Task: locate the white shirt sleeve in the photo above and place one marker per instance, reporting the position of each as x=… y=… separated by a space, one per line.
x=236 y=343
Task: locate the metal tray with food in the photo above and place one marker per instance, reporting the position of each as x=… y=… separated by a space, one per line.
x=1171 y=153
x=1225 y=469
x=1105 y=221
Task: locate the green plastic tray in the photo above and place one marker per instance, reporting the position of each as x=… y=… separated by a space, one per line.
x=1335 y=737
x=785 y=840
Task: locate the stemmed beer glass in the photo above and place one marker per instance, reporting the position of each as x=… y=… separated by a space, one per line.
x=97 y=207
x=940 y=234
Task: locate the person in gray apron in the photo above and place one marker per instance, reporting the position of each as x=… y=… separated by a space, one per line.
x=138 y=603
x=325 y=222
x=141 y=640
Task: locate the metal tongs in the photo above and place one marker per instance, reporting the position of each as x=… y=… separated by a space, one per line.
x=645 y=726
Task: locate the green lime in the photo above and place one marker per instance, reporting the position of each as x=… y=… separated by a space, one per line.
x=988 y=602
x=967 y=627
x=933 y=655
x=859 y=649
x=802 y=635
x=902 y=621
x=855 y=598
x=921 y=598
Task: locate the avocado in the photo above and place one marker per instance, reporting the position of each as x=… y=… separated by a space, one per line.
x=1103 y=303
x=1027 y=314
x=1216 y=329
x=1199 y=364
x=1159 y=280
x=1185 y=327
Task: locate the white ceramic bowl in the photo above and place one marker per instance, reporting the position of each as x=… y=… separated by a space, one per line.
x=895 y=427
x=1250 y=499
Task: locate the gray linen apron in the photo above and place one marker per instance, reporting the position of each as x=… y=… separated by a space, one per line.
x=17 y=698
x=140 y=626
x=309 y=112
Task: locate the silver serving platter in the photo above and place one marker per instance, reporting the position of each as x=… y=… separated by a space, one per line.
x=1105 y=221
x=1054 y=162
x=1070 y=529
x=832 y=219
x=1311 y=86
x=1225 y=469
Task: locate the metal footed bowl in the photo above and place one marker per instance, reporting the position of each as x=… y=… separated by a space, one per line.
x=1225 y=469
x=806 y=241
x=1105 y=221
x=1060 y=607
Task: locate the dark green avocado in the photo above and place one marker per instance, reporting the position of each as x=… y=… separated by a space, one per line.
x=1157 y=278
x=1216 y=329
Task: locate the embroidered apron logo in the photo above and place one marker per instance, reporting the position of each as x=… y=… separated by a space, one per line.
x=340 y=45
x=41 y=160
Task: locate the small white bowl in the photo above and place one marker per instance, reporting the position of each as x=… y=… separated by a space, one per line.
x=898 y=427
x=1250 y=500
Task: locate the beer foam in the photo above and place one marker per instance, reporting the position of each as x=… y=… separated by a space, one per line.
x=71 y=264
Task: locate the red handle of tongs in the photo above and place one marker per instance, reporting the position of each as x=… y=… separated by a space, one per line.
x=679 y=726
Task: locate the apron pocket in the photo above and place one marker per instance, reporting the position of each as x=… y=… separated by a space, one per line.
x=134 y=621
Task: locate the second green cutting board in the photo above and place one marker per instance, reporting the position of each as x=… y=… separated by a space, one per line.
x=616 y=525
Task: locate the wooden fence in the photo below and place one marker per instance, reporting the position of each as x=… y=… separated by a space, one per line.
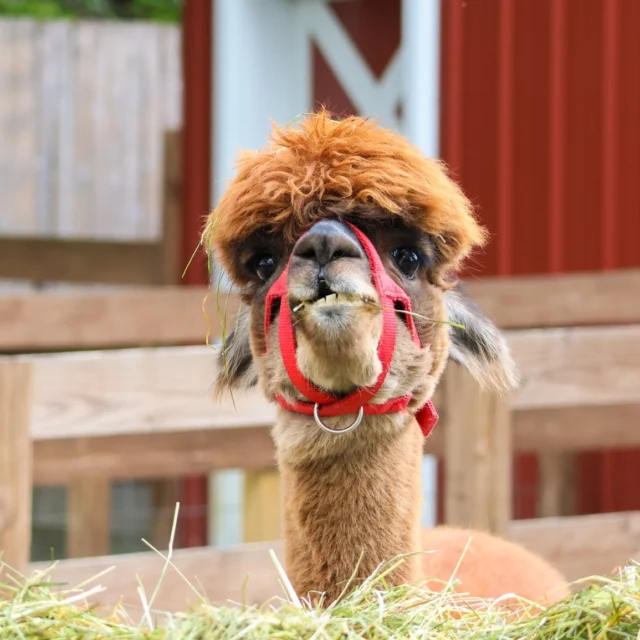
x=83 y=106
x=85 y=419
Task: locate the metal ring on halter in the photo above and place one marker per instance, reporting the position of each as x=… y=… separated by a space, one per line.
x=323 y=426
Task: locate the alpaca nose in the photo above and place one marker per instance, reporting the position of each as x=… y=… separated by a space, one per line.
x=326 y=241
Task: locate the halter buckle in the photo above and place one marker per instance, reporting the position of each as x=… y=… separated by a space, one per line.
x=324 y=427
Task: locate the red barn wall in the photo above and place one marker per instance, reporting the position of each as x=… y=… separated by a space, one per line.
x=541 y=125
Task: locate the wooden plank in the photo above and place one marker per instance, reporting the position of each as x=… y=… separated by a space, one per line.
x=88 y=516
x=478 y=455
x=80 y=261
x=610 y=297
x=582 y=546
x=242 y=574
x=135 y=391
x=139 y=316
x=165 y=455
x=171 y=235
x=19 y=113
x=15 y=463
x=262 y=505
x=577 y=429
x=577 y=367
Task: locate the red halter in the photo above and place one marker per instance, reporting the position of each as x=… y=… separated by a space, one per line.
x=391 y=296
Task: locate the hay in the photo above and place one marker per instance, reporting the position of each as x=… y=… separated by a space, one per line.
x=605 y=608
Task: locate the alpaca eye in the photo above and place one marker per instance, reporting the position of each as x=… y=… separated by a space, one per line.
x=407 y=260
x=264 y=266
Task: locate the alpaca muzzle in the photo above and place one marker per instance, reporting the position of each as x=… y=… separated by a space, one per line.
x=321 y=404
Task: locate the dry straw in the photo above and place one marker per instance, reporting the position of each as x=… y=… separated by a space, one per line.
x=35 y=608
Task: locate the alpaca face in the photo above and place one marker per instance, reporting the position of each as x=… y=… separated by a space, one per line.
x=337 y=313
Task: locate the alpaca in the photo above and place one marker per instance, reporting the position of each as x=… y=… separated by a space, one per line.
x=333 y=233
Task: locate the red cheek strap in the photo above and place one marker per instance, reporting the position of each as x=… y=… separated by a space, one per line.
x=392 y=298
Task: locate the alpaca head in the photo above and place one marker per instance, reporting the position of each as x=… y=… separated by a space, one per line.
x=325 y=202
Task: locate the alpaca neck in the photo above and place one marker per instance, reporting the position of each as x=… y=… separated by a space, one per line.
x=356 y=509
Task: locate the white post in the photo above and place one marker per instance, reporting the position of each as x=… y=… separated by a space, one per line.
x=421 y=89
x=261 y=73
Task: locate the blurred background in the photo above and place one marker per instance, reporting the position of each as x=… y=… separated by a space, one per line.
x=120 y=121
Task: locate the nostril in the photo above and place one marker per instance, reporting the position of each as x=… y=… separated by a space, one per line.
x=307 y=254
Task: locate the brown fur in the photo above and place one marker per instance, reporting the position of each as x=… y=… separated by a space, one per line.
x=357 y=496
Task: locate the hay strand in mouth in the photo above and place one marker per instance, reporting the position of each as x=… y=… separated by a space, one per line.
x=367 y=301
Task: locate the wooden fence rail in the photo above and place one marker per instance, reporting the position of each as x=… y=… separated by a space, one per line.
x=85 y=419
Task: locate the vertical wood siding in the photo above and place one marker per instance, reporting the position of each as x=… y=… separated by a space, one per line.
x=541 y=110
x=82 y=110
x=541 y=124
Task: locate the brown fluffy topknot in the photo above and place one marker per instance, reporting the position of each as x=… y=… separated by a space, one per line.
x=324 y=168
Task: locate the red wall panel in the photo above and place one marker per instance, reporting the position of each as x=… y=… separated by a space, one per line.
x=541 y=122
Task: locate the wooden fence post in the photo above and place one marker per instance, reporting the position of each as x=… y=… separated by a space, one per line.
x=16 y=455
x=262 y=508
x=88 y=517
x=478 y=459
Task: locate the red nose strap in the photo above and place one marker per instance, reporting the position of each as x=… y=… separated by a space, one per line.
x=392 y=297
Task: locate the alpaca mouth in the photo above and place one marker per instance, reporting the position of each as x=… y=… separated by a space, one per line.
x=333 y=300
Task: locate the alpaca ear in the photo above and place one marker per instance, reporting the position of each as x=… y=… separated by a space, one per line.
—————
§ EXERCISE PROMPT: Copy out every one of the records above, line for line and unchanged, leaving the pictures out.

§ PROBLEM SOLUTION:
Task: locate the white shirt sleeve in the photo above and place one marker per instance, reporting the position of each as x=… y=… separated by a space, one per line.
x=236 y=343
Task: locate the metal tray with food in the photo above and place one marker per instance, reporting the position of each as x=… y=… separated by a space, one per line.
x=1171 y=153
x=1225 y=469
x=1105 y=221
Task: locate the green plastic tray in the photo above and place one marker per instance, reporting the position of each as x=… y=… separated by a space, one per line.
x=1335 y=737
x=785 y=840
Task: locate the stemmed beer glass in the photo above and place one marker per instance, reporting the position of each as x=… y=… separated by a space, one per line.
x=97 y=207
x=940 y=234
Task: locate the person in gray apron in the photo above and place one marker per instance, reporting the position of each as x=… y=… separated by a space, one per line.
x=138 y=603
x=325 y=222
x=141 y=640
Task: locate the metal tongs in the photo above and place one marker per instance, reporting the position of each as x=… y=… separated by a space, one per line.
x=645 y=726
Task: locate the green lime in the photo above and place one marker per instance, reporting the position of each as x=… y=… separated by a space, one per line.
x=988 y=602
x=967 y=627
x=933 y=655
x=859 y=649
x=802 y=635
x=902 y=621
x=855 y=598
x=921 y=598
Task: locate the avocado in the photo above and place one marker per instance, reporting the position of each as x=… y=… separated by a space, one per line.
x=1103 y=303
x=1027 y=314
x=1216 y=329
x=1199 y=364
x=1159 y=280
x=1185 y=327
Task: locate the white ceramic bowl in the photo above and place one marker per instance, reporting the position of each as x=… y=… separated by a space, one per line.
x=895 y=427
x=1250 y=499
Task: locate the gray linen apron in the photo above and place one marker per instance, reporting the position of each as x=… y=… separated by a space, one per line.
x=17 y=698
x=140 y=626
x=309 y=112
Task: locate the silver serving platter in the photo above and place one marker per instance, reporting the position of each as x=… y=… separated by a space, one per line.
x=1105 y=221
x=1054 y=162
x=1070 y=529
x=832 y=219
x=1311 y=86
x=1225 y=469
Task: locate the metal footed bowl in the photo above and place one marker per instance, reporting the position of each as x=… y=… separated by a space, one per line.
x=1225 y=469
x=806 y=241
x=1105 y=221
x=1060 y=607
Task: locate the dark green avocado in the photo above and place one marker per instance, reporting the position of each as x=… y=… separated by a space, one per line.
x=1157 y=278
x=1216 y=329
Task: locate the embroidered apron logo in the photo above and place one marker per instance, reporting the position of each as x=… y=… separated by a space, one per line.
x=340 y=45
x=41 y=160
Task: locate the small white bowl in the photo above and place one marker per instance, reporting the position of each as x=… y=… separated by a space, one per line.
x=898 y=427
x=1250 y=500
Task: locate the beer foam in the photo above and place one marker per instance, reporting the position of each as x=… y=… separated by a space, one per line.
x=71 y=264
Task: locate the red handle of tongs in the photo above and place one marker per instance, reporting the position of each as x=… y=… separated by a space, one per line.
x=679 y=726
Task: locate the apron pocket in the photo above and place one marker per instance, reporting the position of each as x=… y=… separated by a space, one per line.
x=134 y=621
Task: locate the second green cutting board in the photo above and place one marker per instance, reporting the position of each as x=… y=… separated by a space, one per line.
x=616 y=525
Task: locate the wooden fence in the photo below and place one marker per instance, reporting the position of each as x=… y=… separated by a space, one per line.
x=83 y=106
x=85 y=419
Task: locate the metal ring on halter in the photo above and place one marker per instance, reporting the position of each as x=… y=… separated by a space, one per line.
x=323 y=426
Task: locate the alpaca nose in the photo above and place one marker per instance, reporting the position of each as x=… y=… separated by a space, one per line.
x=326 y=241
Task: locate the halter buckle in the photo above and place one marker per instance, reporting the position of each as x=… y=… separated by a space, one per line.
x=324 y=427
Task: locate the red barn wall in the photo above and place one marker per instance, reporting the position of each as x=… y=… separated by a space, one per line.
x=541 y=125
Task: locate the wooden plank in the photo above and place one marker per instance, reporting the position of each as x=… y=… separated by a space, one per line.
x=88 y=516
x=478 y=455
x=80 y=261
x=610 y=297
x=582 y=546
x=242 y=574
x=135 y=391
x=139 y=316
x=165 y=455
x=171 y=235
x=19 y=113
x=15 y=463
x=262 y=505
x=577 y=429
x=577 y=367
Task: locate the red halter in the photo above and place one marker per instance, reporting the position of each as x=… y=… separated by a space, one per line.
x=391 y=296
Task: locate the hay in the photo above and place one marker per instance, reporting the position of each as x=… y=… separated by a space, one per line.
x=605 y=608
Task: locate the alpaca eye in the photo above and place one marker per instance, reporting the position of each as x=… y=… separated by a space, one per line.
x=407 y=260
x=264 y=266
Task: locate the alpaca muzzle in the photo above and place one marker per instance, reporting the position of each as x=… y=… separated by a space, one per line.
x=321 y=404
Task: locate the dry straw in the photo above and place one marker per instance, reporting the position of each as x=… y=… separated by a space, one per line.
x=35 y=608
Task: locate the alpaca face in the photo above and place one marker per instance, reporting the position of each as x=… y=… separated by a space, one per line.
x=337 y=313
Task: locate the alpaca in the photo above and place one marker per instance, reporting the position of each as x=… y=… separated by a space, one per line.
x=333 y=233
Task: locate the red cheek strap in the photo above and place one marker per instance, reporting the position of each as x=… y=… separated by a space, one per line.
x=392 y=298
Task: locate the alpaca head in the photo above and place one marker per instance, reporting the position of each as x=… y=… separated by a space, one per line.
x=325 y=202
Task: locate the alpaca neck in the photo above and place one marker per instance, reporting the position of each as x=… y=… separated by a space, one per line.
x=356 y=509
Task: locate the white post in the photo above and place one marker per instance, reporting the position of each as x=… y=… separated by a space, one per line.
x=421 y=89
x=261 y=73
Task: locate the blurred background in the photo above and place one marker per instance, reporting the position of each as x=… y=… separated by a space, one per line.
x=120 y=121
Task: locate the nostril in the photo above and place one marker per instance, reporting the position of each as x=… y=… separated by a space, one per line.
x=307 y=254
Task: locate the brown fur in the photo above and place one marker per instance, reporting the position of each as x=… y=… separated by a space, one per line.
x=357 y=496
Task: locate the hay strand in mouth in the photo above and place one marker per instance, reporting the position of each as x=… y=… separated by a space, one per line.
x=367 y=301
Task: locate the wooden fence rail in the photo above and place one marker per instance, reporting the position of each as x=… y=… separated by a space, one per line.
x=85 y=419
Task: locate the vertical wood siding in the photo above and place one marker per instance, reporting the position of each as x=… y=… separated by a space, one per line.
x=541 y=110
x=82 y=110
x=541 y=124
Task: locate the brown fluffy topknot in the photo above and place one marker per instance, reporting the position of each as x=… y=… separated by a space, one per line.
x=324 y=168
Task: locate the red wall panel in the photo above and place one marker per instance, reporting the position of each as x=… y=… separated by a space, one per line.
x=541 y=122
Task: locate the wooden fence post in the photo above and place one marker per instance, reporting the position of each as x=… y=… separated by a space, one per line.
x=16 y=455
x=262 y=508
x=88 y=517
x=478 y=459
Task: locate the red nose strap in the photo above and place one marker per instance, reporting the position of each as x=… y=… separated by a space, one per line.
x=392 y=297
Task: locate the alpaca mouth in the photo above and place one marker per instance, reporting the position of each as x=… y=… separated by a space, one per line.
x=333 y=300
Task: locate the alpaca ear in the photo above and place one marker per instance, reporting the position of each as x=… y=… separated by a space, one per line.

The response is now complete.